Problems largely stem from the fact that the protocol was finalized before it was carefully analyzed and reviewed by experts:
- Flavien Charlon requested feedback for an OBC-based version of OpenAssets (which was radically different from the current version) on April 6, 2014.
- This version was harshly criticized by Bitcoin mailing list participants.
- A week later, on April 11, Flavien have proposed a version which encodes color values in OP_RETURN output, which is the same protocol which is in use now.
- A live version of CoinPrism was launched on May 14, but no source code was provided.
- Particularly, there was no thin client code (CoinPrism backend was a full node), so thin client code efficiency could not be assessed.
Obviously, backwards-incompatible changes to the protocol could not be recommended after the live launch.
Thin client efficiency: assets are not isolated from each other
Description. OpenAssets protocol requires clients to validate all inputs and outputs of a transaction:
These two sequences are built by taking each input or output in order, each of them adding a number of asset units equal to their asset quantity. The process starts with the first input of the transaction and the first output after the marker output.
After the sequences have been built, the asset ID of every asset unit in the input sequence is assigned to the asset unit at the same position in the output sequence until all the asset units in the output sequence have received an asset ID. If there are less asset units in the input sequence than in the output sequence, the marker output is considered invalid.
This means that client must know asset IDs and values of all inputs before it can validate a transaction.
This can create a significant problem for thin clients, which would need to validate not just the asset that they receive, but also all the assets that they have ever interacted with via atomic swap transactions.
For example, suppose that a wallet is optimized to work with a specific asset of a specific issuer, e.g., gold. But a gold coin that it receives might have been bought for USD coloredcoin at some point of its history, and now this client needs to check both the gold and USD assets history to validate this coin. Thus, in the general case, amount of data which is sent for validation is unbound, even for a wallet which is designed to work with a limited number of assets.
Importance. This deficiency creates a real, intractable problem for applications involving validation on resource-constrained devices, e.g., smart property and applications that require authentication/authorization such as tickets, etc. Indeed, suppose that a smart property device like a car grants access to a colored coin owner. When ownership is transferred, it needs to validate a coin. In a situation where a car was bought using an atomic swap transaction for gold, the car's smart property chip will need to validate both the car coin and the gold coin, but the gold transfer history might involve millions of transactions, and thus it might be impossible to validate it within a constrained memory available to the chip.
Similarly, when a ticket is bought for USD coloredcoin, the ticket verification device would need to go through the USD coloredcoin history, etc.
Thus it can be inferred that OpenAssets is unsuitable for smart property and exchange of digitally-represented assets, which are considered to be some of the most practical colored coins applications.

» WORK INSTRUCTIONS: Revise the OpenAssets passage starting at "Thin client efficiency: assets" and ending at "is considered invalid.", swapping each occurrence of "marker output" for "flag output". Use only the OpenAssets passage to complete these.

» SOURCE DATA:
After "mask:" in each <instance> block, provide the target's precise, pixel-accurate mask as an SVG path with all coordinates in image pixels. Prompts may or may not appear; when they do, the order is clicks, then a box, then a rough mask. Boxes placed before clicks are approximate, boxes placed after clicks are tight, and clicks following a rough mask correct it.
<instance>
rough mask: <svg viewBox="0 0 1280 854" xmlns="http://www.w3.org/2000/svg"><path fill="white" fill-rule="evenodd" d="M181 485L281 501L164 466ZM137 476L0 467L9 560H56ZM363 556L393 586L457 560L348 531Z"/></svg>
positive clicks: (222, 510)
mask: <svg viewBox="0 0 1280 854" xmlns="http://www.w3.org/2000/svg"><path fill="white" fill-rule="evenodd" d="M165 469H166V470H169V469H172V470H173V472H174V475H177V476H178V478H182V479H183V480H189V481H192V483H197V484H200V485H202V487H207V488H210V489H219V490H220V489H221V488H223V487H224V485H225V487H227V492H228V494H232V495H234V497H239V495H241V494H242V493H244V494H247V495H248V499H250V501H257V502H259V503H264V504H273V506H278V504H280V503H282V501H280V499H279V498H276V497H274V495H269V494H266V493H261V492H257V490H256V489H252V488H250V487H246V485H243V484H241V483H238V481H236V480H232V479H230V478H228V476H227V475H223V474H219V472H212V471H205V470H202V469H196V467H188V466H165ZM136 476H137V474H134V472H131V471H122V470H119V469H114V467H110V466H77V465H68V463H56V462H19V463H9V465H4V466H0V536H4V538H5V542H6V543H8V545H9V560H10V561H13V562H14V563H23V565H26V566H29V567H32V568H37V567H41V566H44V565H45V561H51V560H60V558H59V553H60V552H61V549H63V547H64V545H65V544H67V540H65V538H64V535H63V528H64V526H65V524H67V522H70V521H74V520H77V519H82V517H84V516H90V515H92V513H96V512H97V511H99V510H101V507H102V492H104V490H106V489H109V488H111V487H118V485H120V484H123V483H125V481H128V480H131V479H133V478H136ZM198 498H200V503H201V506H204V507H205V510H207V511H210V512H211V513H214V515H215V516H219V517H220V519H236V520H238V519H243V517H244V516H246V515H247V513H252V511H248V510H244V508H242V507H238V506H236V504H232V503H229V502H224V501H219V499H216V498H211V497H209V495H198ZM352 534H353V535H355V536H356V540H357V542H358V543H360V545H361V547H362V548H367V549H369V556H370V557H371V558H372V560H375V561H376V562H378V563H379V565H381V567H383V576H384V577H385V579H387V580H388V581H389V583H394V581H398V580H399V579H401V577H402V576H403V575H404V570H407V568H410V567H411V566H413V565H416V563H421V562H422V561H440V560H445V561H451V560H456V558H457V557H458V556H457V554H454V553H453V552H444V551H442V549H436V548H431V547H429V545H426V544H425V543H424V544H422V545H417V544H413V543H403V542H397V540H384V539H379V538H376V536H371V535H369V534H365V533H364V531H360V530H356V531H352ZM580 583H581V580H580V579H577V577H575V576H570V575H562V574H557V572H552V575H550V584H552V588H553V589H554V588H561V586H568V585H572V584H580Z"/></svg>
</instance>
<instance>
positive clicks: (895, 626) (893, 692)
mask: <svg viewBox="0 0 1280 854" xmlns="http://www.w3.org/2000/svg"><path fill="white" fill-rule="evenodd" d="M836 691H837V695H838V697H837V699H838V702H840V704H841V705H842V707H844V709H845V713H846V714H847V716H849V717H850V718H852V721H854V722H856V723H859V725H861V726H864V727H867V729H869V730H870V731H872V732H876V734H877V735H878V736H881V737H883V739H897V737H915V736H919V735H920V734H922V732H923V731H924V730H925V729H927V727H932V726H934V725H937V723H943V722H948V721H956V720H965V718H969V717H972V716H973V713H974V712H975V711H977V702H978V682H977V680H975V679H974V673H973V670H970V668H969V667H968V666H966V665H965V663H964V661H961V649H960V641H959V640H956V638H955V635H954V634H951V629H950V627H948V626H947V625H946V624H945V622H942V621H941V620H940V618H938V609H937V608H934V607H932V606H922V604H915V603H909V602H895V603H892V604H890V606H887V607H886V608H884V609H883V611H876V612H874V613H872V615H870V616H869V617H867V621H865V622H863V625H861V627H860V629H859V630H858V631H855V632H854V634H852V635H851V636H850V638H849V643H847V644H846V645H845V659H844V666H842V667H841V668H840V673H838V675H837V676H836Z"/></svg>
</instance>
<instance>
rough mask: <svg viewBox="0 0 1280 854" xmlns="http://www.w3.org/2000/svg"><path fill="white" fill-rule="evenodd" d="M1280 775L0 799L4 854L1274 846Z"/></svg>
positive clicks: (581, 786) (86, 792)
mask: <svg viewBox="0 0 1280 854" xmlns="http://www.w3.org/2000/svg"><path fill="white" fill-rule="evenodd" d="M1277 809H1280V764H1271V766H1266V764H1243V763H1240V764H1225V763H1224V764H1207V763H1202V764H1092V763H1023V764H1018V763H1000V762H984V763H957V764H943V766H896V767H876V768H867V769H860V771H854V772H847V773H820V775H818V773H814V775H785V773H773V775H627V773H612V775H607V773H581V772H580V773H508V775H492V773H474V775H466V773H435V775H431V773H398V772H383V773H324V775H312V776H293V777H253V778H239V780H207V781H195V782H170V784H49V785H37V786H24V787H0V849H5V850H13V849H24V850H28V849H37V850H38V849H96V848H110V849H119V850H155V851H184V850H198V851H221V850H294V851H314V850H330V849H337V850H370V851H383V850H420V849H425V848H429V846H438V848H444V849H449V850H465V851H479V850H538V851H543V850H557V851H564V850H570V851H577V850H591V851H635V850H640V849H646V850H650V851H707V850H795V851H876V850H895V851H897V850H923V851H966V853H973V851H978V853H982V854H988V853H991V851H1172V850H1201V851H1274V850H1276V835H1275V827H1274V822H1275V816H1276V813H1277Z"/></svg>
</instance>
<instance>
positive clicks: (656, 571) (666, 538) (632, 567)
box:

» WRITTEN ANSWER:
Thin client efficiency: assets are not isolated from each other
Description. OpenAssets protocol requires clients to validate all inputs and outputs of a transaction:
These two sequences are built by taking each input or output in order, each of them adding a number of asset units equal to their asset quantity. The process starts with the first input of the transaction and the first output after the flag output.
After the sequences have been built, the asset ID of every asset unit in the input sequence is assigned to the asset unit at the same position in the output sequence until all the asset units in the output sequence have received an asset ID. If there are less asset units in the input sequence than in the output sequence, the flag output is considered invalid.